> _WORK ITEM_: Go through the data line by line and count the lines that hold "swan". Reply with the total only.
*** DATA RECORDS Section Begins ***
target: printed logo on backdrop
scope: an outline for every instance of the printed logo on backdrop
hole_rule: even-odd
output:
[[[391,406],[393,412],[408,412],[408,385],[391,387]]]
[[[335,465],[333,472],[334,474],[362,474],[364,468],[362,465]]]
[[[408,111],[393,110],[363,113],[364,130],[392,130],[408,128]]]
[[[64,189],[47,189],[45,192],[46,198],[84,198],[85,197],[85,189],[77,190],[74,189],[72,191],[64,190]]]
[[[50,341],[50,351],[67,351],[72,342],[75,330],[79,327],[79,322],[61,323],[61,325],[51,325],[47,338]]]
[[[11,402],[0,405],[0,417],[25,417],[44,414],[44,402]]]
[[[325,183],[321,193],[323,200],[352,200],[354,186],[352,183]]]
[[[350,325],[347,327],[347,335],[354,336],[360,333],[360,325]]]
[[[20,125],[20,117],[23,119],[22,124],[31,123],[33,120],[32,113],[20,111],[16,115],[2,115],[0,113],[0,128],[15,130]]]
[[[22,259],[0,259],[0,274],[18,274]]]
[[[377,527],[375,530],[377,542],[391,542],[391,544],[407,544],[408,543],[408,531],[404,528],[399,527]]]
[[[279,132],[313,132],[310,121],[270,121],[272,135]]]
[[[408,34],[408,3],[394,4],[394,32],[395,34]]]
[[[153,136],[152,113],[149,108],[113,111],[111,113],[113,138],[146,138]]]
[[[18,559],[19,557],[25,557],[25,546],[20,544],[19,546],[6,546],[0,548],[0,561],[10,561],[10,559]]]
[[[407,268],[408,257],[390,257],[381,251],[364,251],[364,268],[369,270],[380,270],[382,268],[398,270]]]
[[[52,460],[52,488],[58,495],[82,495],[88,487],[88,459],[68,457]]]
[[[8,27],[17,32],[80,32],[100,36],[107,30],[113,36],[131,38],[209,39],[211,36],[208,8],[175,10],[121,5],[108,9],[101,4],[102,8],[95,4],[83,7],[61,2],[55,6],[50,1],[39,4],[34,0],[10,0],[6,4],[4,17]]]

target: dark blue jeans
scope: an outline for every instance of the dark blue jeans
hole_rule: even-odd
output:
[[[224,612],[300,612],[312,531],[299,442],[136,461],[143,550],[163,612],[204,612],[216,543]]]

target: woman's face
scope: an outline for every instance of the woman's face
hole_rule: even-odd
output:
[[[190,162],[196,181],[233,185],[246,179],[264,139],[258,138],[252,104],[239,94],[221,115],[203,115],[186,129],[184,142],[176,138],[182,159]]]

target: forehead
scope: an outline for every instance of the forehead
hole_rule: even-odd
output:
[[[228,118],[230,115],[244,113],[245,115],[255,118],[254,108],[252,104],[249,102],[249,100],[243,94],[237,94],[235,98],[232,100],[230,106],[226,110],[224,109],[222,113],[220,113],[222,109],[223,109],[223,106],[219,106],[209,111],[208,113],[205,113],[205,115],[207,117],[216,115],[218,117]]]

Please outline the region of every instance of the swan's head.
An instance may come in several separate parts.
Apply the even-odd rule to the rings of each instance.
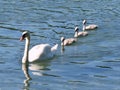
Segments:
[[[65,41],[65,38],[64,37],[61,37],[61,46],[64,48],[64,41]]]
[[[75,32],[78,32],[79,31],[79,28],[78,27],[75,27]]]
[[[28,31],[24,31],[22,33],[22,36],[20,38],[20,41],[24,40],[24,39],[30,39],[30,33]]]
[[[65,38],[64,37],[61,37],[61,42],[64,42]]]
[[[61,42],[64,42],[65,38],[64,37],[61,37]]]
[[[83,20],[83,25],[85,25],[87,23],[87,21],[86,20]]]

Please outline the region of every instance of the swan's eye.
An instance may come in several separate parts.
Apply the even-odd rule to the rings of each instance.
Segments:
[[[79,31],[79,28],[76,28],[75,31],[76,31],[76,32]]]
[[[23,36],[22,36],[22,37],[23,37],[23,38],[25,38],[26,36],[27,36],[27,34],[23,34]]]
[[[24,40],[26,37],[27,37],[27,34],[23,34],[21,38],[22,40]]]

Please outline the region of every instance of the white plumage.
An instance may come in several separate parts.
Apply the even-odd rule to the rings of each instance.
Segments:
[[[75,35],[74,37],[80,37],[80,36],[86,36],[88,35],[88,32],[86,32],[83,28],[83,31],[79,32],[79,28],[78,27],[75,27]]]
[[[87,23],[87,21],[83,20],[83,27],[85,30],[94,30],[94,29],[98,28],[98,25],[96,25],[96,24],[90,24],[90,25],[86,26],[86,23]]]
[[[20,40],[22,41],[23,39],[26,39],[26,44],[22,63],[52,58],[54,56],[54,51],[56,51],[58,47],[58,44],[53,47],[49,44],[39,44],[29,50],[30,34],[28,31],[23,32]]]
[[[67,38],[65,39],[64,37],[61,37],[61,45],[62,46],[67,46],[75,43],[77,41],[76,38]]]

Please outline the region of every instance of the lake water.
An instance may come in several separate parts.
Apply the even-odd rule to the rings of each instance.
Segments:
[[[83,19],[99,28],[61,52]],[[119,23],[120,0],[0,0],[0,90],[120,90]],[[58,43],[56,56],[22,65],[25,30],[31,47]]]

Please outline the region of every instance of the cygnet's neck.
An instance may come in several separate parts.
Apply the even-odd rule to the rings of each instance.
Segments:
[[[64,40],[61,41],[61,47],[64,48]]]
[[[28,62],[28,51],[29,51],[30,38],[26,38],[24,56],[22,58],[22,63]]]
[[[64,46],[64,41],[61,41],[61,46]]]
[[[78,37],[78,31],[75,31],[74,37]]]
[[[85,25],[85,24],[83,24],[83,32],[85,31],[85,28],[86,28],[86,25]]]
*** DATA RECORDS Section Ends ***
> _WRITTEN SOLUTION_: 2